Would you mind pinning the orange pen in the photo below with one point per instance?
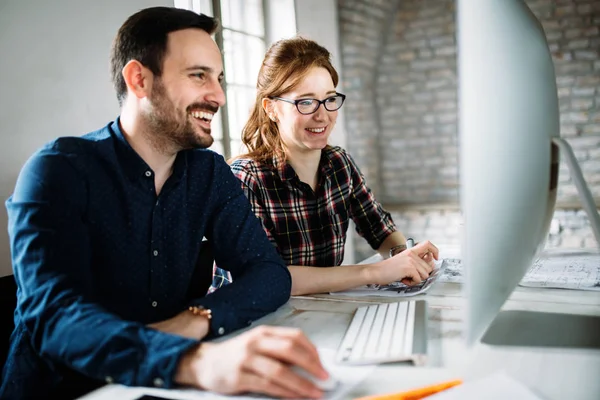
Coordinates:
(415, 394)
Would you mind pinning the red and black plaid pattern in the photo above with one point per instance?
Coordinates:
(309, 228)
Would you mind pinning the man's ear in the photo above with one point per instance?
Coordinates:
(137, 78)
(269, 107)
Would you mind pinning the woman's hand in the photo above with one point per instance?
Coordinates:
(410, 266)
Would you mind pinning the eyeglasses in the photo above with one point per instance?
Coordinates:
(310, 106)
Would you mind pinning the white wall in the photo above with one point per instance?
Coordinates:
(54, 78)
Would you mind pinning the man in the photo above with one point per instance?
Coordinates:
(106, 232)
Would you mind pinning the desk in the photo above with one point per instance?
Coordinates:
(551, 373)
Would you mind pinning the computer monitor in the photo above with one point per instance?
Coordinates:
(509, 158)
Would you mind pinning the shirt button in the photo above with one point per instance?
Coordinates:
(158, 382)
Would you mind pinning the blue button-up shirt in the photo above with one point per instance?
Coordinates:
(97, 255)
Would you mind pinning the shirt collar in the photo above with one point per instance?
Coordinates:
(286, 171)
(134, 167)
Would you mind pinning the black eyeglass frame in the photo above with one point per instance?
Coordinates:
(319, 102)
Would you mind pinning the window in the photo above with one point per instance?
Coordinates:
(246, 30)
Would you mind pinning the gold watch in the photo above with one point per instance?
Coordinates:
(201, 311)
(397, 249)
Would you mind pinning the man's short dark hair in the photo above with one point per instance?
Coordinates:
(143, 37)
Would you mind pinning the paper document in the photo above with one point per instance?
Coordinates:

* * *

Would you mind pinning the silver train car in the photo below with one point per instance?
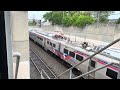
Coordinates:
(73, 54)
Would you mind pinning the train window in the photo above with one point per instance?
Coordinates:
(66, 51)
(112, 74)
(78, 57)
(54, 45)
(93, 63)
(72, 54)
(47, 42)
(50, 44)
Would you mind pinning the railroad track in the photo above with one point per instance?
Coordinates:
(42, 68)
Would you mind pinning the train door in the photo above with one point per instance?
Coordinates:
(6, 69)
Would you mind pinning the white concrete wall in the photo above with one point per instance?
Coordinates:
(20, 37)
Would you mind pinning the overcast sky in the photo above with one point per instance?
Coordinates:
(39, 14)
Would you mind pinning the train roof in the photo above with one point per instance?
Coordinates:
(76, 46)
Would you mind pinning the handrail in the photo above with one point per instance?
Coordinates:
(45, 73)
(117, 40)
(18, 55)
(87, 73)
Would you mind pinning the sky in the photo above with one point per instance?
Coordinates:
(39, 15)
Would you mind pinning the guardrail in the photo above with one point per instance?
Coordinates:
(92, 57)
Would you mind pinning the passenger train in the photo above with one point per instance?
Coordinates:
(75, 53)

→ **Problem description**: Please gather every row above that contains the string "button" and copy each one out in full. Case counts.

→ **Response for this exercise**:
Would you mind pinning the shirt button in the photo above with one point per instance?
Would you mind pinning the blue button-up shirt in the photo above with one point per instance?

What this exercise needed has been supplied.